> Task prompt
Look through the entries below. Report each line that has the word "fabric" in it.
(Dataset entries)
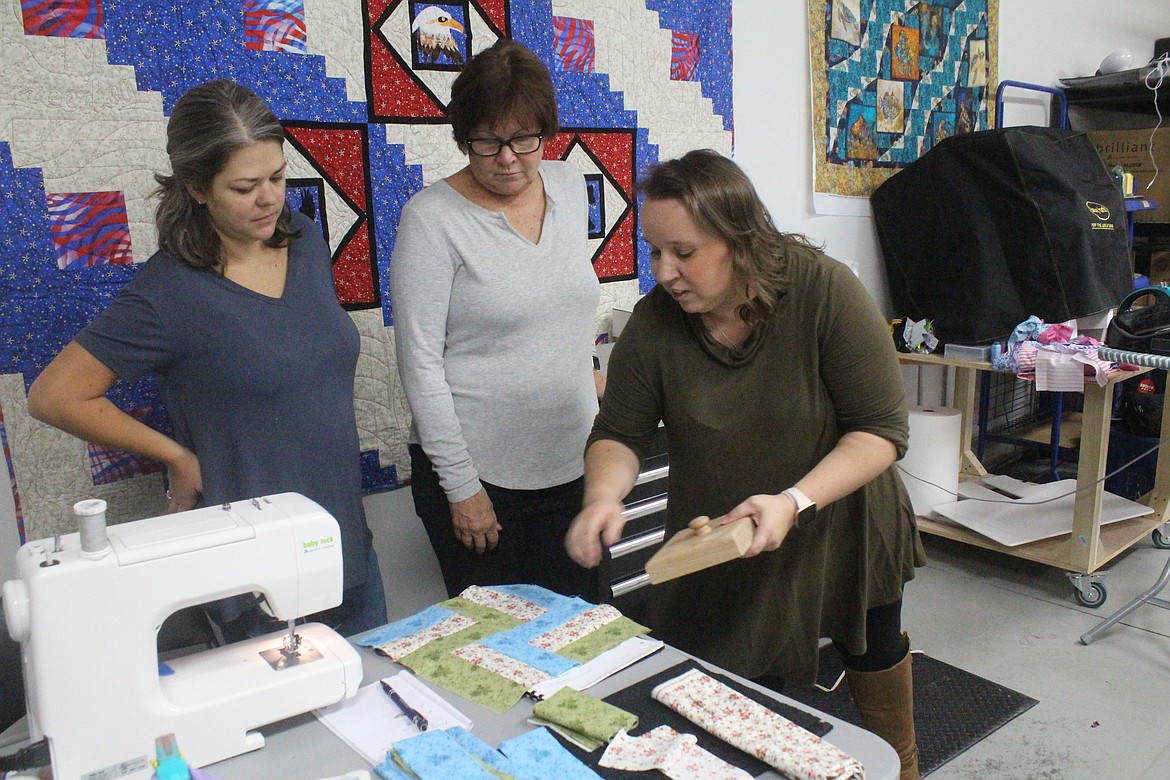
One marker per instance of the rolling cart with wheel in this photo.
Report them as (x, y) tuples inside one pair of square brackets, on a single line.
[(1089, 546)]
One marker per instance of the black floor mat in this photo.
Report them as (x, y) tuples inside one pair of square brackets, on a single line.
[(952, 709)]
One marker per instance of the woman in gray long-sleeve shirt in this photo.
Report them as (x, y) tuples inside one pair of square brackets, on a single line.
[(494, 299)]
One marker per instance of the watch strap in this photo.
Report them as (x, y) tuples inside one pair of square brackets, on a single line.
[(806, 508)]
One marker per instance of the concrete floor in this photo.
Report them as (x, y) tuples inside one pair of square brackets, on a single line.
[(1100, 711)]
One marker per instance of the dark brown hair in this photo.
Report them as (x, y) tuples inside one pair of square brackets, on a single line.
[(722, 201), (210, 123), (501, 83)]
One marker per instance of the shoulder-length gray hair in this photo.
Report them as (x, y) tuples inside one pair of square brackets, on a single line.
[(722, 201), (208, 124)]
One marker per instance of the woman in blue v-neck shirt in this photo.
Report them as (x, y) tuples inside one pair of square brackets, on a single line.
[(238, 317)]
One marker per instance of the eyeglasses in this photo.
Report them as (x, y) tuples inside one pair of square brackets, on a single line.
[(491, 146)]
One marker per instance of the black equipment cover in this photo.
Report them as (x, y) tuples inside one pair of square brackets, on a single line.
[(991, 227)]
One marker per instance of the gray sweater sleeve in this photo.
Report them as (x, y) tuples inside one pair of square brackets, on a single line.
[(421, 275)]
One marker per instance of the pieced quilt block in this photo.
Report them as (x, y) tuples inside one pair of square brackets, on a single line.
[(493, 644), (62, 18), (89, 228), (685, 55), (573, 43)]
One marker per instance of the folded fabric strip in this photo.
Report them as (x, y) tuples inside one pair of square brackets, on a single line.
[(458, 754), (582, 719), (537, 756), (756, 730), (676, 756)]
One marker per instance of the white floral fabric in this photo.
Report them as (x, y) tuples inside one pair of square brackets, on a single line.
[(502, 664), (756, 730), (576, 628), (676, 756), (407, 644), (506, 602)]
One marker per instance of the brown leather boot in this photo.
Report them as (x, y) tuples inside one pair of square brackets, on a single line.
[(886, 699)]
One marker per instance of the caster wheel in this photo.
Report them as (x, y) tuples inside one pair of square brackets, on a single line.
[(1096, 598)]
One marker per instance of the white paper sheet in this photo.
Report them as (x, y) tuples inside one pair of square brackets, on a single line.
[(1039, 512), (593, 671), (371, 724)]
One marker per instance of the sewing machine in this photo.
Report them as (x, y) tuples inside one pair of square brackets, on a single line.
[(87, 611)]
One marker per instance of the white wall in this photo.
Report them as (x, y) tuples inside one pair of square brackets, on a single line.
[(1039, 42)]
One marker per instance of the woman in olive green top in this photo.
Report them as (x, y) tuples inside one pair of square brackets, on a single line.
[(776, 379)]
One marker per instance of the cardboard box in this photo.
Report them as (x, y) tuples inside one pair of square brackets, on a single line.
[(1130, 149)]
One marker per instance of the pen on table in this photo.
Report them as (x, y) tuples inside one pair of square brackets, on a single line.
[(407, 710)]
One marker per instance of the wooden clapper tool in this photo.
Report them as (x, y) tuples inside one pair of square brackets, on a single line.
[(697, 546)]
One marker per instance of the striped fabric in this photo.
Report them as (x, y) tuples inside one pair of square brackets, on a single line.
[(685, 55), (573, 43), (108, 466), (62, 18), (1135, 358), (89, 228), (274, 25)]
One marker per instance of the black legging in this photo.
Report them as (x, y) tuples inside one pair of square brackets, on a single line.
[(885, 646)]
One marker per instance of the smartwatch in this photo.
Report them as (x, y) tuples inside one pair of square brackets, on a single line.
[(806, 509)]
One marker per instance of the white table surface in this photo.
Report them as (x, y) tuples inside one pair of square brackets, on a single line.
[(302, 749)]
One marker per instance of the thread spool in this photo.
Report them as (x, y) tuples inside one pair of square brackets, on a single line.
[(91, 526)]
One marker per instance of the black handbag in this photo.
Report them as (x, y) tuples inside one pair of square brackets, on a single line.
[(991, 227), (1146, 329)]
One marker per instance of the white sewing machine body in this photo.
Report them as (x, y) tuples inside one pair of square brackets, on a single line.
[(88, 628)]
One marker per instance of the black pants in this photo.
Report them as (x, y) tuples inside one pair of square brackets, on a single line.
[(885, 647), (531, 547), (883, 640)]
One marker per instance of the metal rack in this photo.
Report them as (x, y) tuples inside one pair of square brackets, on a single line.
(End Dataset entries)
> Solution to this task
One marker per instance of the folded fabric strip in this photo.
One marker per instance of the white floral fabric in this photo.
One marker per instance of the striped fabric in this photo.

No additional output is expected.